───── TASK INPUTS ─────
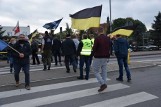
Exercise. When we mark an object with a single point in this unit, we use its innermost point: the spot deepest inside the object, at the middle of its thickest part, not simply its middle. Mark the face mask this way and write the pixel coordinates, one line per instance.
(21, 41)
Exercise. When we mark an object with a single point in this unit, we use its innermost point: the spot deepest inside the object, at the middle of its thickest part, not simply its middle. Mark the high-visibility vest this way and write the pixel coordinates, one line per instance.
(92, 41)
(87, 47)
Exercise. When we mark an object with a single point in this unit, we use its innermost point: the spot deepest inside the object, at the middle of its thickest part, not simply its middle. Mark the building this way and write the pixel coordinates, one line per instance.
(9, 30)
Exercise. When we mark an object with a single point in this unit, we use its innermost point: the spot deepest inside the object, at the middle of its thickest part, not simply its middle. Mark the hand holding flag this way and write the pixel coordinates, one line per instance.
(16, 28)
(52, 25)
─────
> DO THIS
Scale the listing above by copying every line of it again word for word. Multiply each pixel coordinate in the answers by 2.2 and round to whole numbers, with halves rounded up, and leave the pictures out.

> RESULT
Exercise. When we mark an object with a single point in this unit, we use its innermost point: the spot deepest inside the object, at the middle of its thickest part, not simply its middle. Mark the face mask this way and write the pixel coordinates, one line per instance.
(46, 90)
Exercise. When we mark an object with a single point in this unit, we use its innermost point: the spot deepest inside the object, at the middle of its thickest part, not simply its middle. Mark the high-visibility vest this way and write the pixel coordinates, one line per instance.
(202, 90)
(191, 103)
Exercise. When we mark an object with a single point in this unit, we use its innermost point: the spot deepest inside the object, at the middle of its thickest part, not simply its middle. Mark the building this way and write the pixel coordinates, one line per instance.
(20, 66)
Exercise. When we mark an object with a single point in this unit, we use its innermost point: the spot deepest inside the object, at the middle of its thickest part, not simply its middle. Mark the hand holding flag this way and write the pixel coordinates, one line per instance.
(35, 62)
(114, 55)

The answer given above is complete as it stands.